Source passage ::

(begin)

The founder, who is a current Board member and former Chief Innovation Officer (“former CIO”) is entitled to future option allocations according to his employment contract. The allocation of a maximum total of 600,000 options with a strike price of $0.01 will depend on the increase of the Company value achieved via capital raises or a potential sale of the Company, out of which 75,000 options were granted during 2017. These options will be granted fully vested upon reaching related valuation milestones. The right to this allocation terminates 18 months after the termination of the employment in July 2024. No further options were allocated under these rights in 2023 and 2022. No other executive officers or Board members of the Company are entitled to such or similar allocations. The Company considers these allocation conditions as both market and performance conditions. They are considered market conditions since the employment contract links the option allocation to market prices for the Company’s equity. The Company also considers these allocations under performance conditions since the options’ vesting was dependent on achievement of the required valuation milestones. The associated liability was accrued as a commitment to shareholder on the Company’s consolidated balance sheets, with associated expense and change in fair value recognized within general and administrative within the statements of comprehensive loss.

 

Refer to note 17 for additional information.

 

NOTE 14 - RESEARCH AND DEVELOPMENT, NET

 

    Years Ended
December 31,
 
    2023     2022     2021  
Salaries and wages   $ 4,734     $ 5,557     $ 5,293  
Share-based compensation     1,346       1,664       2,784  
Rent, office and utilities, software licenses and communication     1,740       1,834       1,924  
Professional services     486       556       215  
Other     18       359       254  
Research and development, gross   $ 8,324     $ 9,970     $ 10,470  
Less - participation of R&D expenses (see note 2u)1     -       (77 )     -  
Research and development, net   $ 8,324     $ 9,893     $ 10,470  

 

 
1 Participation of R&D expenses represents government grants received from the IIA. Refer to note 2 for additional information.

(end)

(Data listing)
(begin)

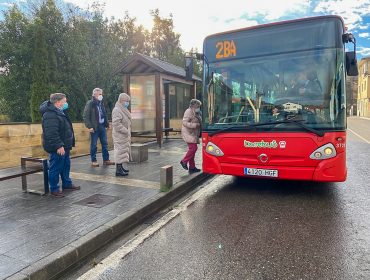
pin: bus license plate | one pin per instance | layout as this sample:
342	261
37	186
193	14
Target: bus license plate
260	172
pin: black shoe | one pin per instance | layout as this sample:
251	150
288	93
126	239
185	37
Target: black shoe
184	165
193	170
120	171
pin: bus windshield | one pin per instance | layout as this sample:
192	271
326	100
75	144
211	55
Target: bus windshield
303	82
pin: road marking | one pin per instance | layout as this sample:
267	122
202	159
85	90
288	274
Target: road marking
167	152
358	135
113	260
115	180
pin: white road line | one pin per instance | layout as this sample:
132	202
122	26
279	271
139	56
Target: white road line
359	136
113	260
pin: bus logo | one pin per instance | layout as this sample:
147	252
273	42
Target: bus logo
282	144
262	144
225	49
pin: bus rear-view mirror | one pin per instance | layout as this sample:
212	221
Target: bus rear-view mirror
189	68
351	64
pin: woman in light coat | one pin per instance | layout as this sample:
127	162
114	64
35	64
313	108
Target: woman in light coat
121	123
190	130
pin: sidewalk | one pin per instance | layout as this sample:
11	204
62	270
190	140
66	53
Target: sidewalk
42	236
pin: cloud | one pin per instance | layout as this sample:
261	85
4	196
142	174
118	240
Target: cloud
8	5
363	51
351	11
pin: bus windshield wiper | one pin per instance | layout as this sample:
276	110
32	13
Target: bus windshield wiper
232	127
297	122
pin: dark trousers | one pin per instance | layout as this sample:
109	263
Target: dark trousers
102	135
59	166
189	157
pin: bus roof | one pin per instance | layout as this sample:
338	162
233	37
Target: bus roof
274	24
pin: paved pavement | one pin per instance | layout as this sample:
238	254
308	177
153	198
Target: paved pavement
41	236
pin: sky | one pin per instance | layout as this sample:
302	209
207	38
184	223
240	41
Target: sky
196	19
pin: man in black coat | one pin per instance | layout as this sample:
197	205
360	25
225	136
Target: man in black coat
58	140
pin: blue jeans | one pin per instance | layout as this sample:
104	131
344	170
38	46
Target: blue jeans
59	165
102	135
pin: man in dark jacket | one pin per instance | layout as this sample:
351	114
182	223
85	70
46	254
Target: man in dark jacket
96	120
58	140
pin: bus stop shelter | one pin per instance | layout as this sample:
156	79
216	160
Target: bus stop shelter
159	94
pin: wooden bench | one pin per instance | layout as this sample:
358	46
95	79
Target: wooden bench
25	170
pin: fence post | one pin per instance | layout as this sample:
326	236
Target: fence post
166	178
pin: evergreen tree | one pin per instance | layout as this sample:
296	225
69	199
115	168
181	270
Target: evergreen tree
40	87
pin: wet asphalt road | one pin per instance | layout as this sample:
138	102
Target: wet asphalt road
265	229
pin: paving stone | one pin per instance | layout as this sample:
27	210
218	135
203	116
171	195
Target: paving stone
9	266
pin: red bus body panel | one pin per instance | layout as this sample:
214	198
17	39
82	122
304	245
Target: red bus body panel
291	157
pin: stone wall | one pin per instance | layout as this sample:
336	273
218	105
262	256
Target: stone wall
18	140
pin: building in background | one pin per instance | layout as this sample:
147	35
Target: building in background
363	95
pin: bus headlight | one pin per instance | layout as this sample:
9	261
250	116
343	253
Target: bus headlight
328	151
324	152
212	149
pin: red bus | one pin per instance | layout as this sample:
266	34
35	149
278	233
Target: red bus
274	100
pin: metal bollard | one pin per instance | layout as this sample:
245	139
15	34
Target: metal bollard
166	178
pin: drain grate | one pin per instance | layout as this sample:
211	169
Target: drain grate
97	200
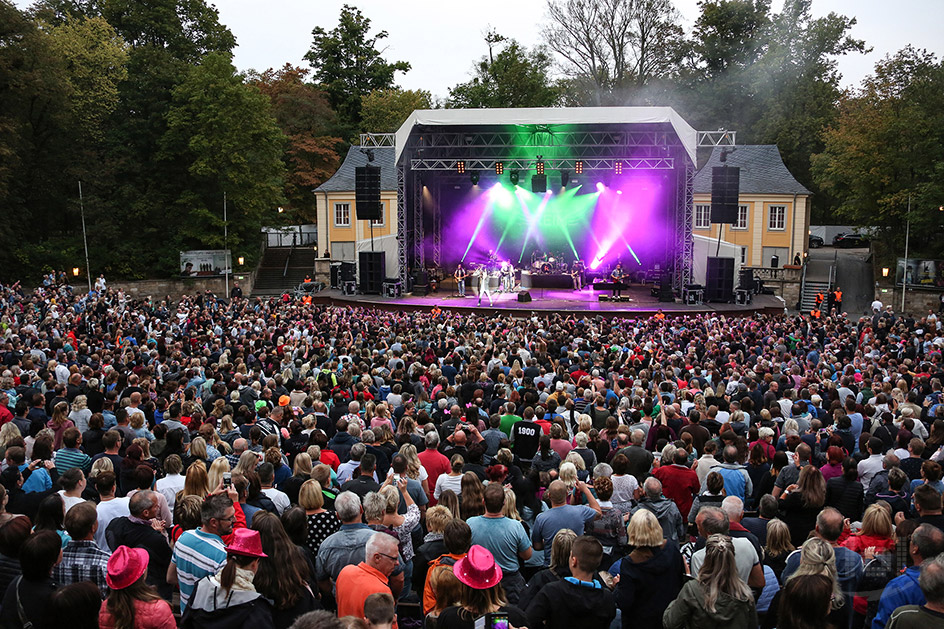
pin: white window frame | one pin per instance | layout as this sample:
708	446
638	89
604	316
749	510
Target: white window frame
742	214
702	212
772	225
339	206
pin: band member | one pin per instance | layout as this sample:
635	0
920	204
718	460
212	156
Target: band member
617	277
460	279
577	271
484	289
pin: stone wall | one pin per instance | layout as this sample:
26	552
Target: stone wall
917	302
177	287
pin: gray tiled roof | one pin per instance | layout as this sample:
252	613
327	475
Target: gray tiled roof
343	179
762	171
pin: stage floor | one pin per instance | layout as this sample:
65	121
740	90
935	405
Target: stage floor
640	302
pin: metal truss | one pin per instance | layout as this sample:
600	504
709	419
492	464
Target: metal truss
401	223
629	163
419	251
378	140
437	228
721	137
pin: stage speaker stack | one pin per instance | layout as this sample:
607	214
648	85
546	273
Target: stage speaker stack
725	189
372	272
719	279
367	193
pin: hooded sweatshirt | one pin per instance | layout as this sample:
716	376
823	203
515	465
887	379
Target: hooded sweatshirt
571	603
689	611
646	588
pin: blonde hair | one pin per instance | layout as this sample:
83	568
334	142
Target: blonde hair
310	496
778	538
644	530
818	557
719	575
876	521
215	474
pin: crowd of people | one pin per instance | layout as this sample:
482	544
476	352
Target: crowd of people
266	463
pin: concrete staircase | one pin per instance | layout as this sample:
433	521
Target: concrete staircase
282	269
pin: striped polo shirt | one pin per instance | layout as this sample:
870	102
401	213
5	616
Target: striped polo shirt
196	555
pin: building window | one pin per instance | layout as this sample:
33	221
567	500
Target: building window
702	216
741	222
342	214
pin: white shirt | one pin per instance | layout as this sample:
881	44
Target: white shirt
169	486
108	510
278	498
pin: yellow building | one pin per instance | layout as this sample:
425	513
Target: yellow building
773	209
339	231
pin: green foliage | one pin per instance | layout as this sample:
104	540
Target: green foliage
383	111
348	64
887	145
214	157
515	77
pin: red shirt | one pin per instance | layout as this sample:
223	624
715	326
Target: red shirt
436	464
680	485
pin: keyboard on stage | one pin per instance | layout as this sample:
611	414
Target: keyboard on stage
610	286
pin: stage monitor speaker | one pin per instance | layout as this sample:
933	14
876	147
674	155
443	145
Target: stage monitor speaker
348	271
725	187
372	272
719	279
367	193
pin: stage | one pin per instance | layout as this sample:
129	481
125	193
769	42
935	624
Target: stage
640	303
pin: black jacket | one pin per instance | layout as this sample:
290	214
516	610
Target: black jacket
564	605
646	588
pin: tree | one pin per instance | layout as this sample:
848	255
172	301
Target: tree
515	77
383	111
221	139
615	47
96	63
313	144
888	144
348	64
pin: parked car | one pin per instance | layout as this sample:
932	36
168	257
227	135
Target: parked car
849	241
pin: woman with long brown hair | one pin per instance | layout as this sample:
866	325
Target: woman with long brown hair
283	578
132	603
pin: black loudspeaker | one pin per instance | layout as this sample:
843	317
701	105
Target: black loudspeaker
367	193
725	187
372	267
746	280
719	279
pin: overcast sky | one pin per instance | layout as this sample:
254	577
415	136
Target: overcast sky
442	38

(end)
(begin)

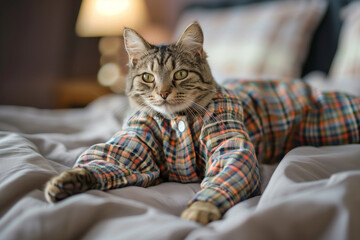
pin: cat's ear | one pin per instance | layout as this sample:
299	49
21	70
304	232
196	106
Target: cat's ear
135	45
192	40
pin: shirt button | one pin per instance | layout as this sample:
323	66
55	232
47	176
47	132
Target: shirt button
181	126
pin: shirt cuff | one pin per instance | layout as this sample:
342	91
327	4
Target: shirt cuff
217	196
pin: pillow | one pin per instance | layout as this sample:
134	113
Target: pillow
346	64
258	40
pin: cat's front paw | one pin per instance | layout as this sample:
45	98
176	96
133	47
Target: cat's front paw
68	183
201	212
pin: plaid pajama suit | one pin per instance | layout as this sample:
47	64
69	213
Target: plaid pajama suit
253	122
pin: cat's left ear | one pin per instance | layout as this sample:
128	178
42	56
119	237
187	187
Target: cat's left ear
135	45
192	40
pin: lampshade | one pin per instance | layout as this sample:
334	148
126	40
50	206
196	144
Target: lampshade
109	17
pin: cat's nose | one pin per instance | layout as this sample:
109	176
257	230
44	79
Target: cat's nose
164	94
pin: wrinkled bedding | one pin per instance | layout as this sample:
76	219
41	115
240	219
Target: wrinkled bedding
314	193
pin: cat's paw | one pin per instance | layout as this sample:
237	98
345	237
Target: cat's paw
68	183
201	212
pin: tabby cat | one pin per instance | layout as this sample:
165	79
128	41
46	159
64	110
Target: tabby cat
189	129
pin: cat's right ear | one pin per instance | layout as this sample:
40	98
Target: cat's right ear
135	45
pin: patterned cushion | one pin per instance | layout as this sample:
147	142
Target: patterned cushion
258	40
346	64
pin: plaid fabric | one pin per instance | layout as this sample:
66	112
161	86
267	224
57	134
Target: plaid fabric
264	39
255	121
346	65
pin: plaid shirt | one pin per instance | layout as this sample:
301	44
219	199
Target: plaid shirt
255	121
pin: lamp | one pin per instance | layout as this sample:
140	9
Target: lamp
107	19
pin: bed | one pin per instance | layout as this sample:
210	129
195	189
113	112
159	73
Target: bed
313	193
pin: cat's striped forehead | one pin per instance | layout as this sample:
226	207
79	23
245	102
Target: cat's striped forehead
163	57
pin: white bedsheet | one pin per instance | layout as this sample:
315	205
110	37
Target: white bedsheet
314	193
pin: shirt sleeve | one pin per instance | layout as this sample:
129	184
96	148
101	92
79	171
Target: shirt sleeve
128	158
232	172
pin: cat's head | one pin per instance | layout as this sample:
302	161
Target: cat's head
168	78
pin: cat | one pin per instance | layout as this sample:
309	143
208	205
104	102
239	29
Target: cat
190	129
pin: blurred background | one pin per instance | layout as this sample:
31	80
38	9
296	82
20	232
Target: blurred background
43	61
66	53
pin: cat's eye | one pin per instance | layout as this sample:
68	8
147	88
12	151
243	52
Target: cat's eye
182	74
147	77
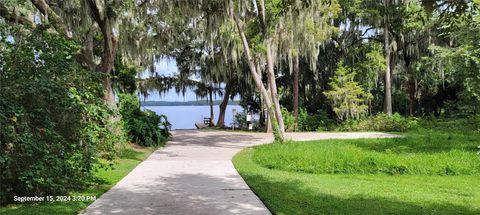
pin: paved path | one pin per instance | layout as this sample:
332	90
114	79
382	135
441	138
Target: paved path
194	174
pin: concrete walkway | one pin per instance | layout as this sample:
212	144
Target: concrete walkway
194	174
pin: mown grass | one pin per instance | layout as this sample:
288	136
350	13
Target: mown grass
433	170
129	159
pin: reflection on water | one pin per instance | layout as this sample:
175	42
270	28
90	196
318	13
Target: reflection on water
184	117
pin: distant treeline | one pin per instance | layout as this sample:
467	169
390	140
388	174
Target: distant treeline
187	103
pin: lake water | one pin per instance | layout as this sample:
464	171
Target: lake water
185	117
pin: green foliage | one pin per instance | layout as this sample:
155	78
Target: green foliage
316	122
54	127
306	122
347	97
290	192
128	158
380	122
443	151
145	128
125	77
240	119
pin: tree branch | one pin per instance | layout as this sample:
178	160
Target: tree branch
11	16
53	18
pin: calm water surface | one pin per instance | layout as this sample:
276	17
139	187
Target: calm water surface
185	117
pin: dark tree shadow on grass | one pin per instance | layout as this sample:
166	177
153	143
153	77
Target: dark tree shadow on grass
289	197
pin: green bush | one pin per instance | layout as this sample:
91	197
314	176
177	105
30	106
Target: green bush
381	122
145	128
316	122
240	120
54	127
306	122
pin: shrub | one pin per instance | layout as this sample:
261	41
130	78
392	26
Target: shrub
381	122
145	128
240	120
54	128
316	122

(end)

Requirements ::
(a) Print the part of the financial statement excerpt that opens with the words containing "2023     2022" and closes with "2 for additional information.".
(b) In the research and development table of the financial statement excerpt, list every expense category that adds up to "Research and development, gross".
The rows in the data listing have no connection to the financial statement excerpt.

Written responses ::
(a)
2023     2022     2021  
Salaries and wages   $ 4,734     $ 5,557     $ 5,293  
Share-based compensation     1,346       1,664       2,784  
Rent, office and utilities, software licenses and communication     1,740       1,834       1,924  
Professional services     486       556       215  
Other     18       359       254  
Research and development, gross   $ 8,324     $ 9,970     $ 10,470  
Less - participation of R&D expenses (see note 2u)1     -       (77 )     -  
Research and development, net   $ 8,324     $ 9,893     $ 10,470  

 

 
1 Participation of R&D expenses represents government grants received from the IIA. Refer to note 2 for additional information.

(b)
Salaries and wages
Share-based compensation
Rent, office and utilities, software licenses and communication
Professional services
Other